• [Given records]

:::

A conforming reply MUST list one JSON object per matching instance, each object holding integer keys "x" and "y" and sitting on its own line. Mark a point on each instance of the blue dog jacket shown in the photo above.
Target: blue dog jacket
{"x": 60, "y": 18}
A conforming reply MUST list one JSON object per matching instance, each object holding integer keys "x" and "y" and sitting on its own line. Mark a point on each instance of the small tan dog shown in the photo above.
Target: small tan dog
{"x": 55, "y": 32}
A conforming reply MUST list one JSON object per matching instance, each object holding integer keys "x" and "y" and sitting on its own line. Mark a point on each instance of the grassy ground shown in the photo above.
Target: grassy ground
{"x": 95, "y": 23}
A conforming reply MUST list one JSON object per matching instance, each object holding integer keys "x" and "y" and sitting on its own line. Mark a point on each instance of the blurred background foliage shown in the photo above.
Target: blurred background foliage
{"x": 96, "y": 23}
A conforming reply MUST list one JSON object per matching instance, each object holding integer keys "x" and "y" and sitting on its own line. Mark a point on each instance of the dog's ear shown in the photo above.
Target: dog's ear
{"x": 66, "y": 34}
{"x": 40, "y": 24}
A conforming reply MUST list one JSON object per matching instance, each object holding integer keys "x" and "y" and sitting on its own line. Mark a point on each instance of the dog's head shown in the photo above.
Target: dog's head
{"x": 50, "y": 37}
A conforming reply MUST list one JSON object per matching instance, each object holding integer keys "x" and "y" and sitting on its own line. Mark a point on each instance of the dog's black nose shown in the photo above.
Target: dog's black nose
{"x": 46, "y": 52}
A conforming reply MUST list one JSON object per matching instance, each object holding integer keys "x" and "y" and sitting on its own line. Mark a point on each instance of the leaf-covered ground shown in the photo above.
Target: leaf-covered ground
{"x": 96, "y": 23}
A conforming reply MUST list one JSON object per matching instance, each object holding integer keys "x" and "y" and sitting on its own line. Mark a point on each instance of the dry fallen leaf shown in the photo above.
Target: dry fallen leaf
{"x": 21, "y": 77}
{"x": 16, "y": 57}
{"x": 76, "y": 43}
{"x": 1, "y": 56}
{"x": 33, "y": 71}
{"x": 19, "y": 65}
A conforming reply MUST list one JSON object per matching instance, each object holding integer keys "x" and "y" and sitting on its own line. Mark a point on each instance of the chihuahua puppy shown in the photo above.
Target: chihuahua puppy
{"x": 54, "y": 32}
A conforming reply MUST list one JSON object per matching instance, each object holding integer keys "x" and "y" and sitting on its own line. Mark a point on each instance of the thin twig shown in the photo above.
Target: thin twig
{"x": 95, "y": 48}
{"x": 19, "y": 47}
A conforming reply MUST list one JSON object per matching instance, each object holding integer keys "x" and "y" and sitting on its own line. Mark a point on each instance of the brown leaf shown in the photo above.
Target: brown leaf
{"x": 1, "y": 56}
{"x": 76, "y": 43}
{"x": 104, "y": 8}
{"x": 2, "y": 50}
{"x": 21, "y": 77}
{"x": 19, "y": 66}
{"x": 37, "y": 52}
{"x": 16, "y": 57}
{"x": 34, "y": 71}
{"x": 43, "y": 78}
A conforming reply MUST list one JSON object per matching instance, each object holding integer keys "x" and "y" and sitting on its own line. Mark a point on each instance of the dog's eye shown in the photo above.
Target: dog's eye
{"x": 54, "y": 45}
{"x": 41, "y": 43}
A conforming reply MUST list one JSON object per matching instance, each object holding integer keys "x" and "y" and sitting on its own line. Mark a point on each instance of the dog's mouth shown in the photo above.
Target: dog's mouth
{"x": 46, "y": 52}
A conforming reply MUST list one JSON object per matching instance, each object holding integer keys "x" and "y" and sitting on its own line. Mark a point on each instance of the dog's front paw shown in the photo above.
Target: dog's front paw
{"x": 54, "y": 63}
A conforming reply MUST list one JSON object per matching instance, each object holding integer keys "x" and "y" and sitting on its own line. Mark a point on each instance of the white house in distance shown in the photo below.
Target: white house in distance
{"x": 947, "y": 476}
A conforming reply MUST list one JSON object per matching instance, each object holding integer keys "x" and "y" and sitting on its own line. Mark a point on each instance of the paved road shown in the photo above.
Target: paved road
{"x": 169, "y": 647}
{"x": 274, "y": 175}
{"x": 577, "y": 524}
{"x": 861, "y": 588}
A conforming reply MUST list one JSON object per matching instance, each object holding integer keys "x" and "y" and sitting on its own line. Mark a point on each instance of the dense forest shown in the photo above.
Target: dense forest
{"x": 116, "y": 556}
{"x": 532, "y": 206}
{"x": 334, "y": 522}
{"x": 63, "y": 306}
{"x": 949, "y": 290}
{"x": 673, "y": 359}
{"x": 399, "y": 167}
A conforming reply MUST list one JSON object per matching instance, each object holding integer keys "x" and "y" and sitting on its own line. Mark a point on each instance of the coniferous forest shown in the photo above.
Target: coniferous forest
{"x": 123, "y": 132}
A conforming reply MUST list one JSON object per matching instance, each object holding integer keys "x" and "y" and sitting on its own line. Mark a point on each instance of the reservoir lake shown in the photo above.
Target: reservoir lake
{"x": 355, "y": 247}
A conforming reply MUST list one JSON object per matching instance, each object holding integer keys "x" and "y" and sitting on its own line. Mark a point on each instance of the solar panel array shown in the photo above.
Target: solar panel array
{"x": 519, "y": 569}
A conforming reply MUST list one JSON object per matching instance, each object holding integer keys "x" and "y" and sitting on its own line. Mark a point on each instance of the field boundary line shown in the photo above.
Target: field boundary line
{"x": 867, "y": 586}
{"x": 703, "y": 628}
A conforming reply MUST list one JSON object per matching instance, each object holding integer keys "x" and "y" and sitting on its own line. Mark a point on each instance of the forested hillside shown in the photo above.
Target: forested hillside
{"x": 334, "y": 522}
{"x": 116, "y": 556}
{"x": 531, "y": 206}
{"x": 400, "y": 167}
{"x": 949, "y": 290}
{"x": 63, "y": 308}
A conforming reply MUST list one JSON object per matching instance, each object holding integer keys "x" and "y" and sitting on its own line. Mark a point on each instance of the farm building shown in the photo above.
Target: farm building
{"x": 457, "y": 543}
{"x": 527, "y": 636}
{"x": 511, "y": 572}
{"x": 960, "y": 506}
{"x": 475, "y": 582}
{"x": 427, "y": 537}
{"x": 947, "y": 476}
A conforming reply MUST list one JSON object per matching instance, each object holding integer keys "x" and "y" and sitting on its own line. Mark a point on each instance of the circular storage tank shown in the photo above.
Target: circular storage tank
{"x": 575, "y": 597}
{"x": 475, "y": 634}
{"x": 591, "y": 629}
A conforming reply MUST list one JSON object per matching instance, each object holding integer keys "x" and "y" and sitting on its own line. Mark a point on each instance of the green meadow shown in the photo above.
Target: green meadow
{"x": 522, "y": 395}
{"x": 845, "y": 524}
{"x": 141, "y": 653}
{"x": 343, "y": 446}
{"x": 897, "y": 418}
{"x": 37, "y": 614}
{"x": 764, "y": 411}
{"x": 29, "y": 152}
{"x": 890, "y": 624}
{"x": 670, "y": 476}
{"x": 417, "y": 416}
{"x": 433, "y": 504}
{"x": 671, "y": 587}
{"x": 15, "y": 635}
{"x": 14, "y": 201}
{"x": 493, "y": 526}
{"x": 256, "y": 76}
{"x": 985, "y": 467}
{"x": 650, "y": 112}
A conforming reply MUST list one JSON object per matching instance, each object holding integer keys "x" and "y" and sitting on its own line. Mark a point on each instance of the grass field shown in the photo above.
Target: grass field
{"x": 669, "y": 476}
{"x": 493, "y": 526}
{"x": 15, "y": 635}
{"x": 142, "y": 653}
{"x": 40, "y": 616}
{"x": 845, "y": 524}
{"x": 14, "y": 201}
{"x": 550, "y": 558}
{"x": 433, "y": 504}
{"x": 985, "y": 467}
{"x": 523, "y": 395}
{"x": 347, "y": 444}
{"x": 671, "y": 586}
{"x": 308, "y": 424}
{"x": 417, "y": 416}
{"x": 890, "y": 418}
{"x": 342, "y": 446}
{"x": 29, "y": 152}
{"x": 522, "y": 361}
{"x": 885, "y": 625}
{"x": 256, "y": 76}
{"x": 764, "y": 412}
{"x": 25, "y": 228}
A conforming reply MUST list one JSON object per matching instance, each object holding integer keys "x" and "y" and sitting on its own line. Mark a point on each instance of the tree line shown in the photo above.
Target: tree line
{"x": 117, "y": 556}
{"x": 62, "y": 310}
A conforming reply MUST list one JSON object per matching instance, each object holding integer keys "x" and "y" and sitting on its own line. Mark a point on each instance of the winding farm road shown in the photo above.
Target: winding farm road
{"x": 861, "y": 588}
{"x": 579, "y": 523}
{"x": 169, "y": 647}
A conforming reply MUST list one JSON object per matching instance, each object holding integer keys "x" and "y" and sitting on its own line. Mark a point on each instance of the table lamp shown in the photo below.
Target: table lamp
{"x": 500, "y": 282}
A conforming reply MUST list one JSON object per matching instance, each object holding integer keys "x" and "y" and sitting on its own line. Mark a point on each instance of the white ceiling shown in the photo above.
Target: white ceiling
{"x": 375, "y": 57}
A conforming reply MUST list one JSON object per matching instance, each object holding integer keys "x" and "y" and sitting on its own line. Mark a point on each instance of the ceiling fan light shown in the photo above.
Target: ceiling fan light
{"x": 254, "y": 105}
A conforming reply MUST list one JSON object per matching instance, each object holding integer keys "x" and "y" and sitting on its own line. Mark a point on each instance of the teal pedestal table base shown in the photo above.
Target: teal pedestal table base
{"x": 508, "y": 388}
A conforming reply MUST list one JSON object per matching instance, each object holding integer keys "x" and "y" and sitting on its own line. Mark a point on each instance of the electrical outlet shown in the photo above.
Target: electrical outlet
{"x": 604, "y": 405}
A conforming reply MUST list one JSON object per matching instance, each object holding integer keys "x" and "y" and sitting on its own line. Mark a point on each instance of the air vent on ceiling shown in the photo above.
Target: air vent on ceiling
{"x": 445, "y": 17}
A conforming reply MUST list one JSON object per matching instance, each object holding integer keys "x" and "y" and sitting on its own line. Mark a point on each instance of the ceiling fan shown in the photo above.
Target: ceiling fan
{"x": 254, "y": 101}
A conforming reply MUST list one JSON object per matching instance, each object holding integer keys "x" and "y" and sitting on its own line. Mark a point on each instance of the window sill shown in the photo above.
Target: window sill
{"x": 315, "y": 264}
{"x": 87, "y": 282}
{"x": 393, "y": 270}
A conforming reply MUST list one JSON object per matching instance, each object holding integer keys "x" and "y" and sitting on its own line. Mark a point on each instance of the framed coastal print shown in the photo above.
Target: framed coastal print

:::

From the line holding "sill shown in the photo above." through the last line above, reproduce each line exactly and add nothing.

• [Correct answer]
A conforming reply MUST list one JSON object per matching instance, each object holding integer keys "x" and "y" and sitting on its own line. Mark a point on each instance of the window sill shown in the photo above.
Target: window sill
{"x": 315, "y": 264}
{"x": 87, "y": 282}
{"x": 393, "y": 270}
A conforming reply MUST list one JSON object per matching instance, each object holding integer keys "x" and "y" and sitting on its own line. Mark a point on each instance of the framed coastal print shown in the photo above.
Target: framed coastal print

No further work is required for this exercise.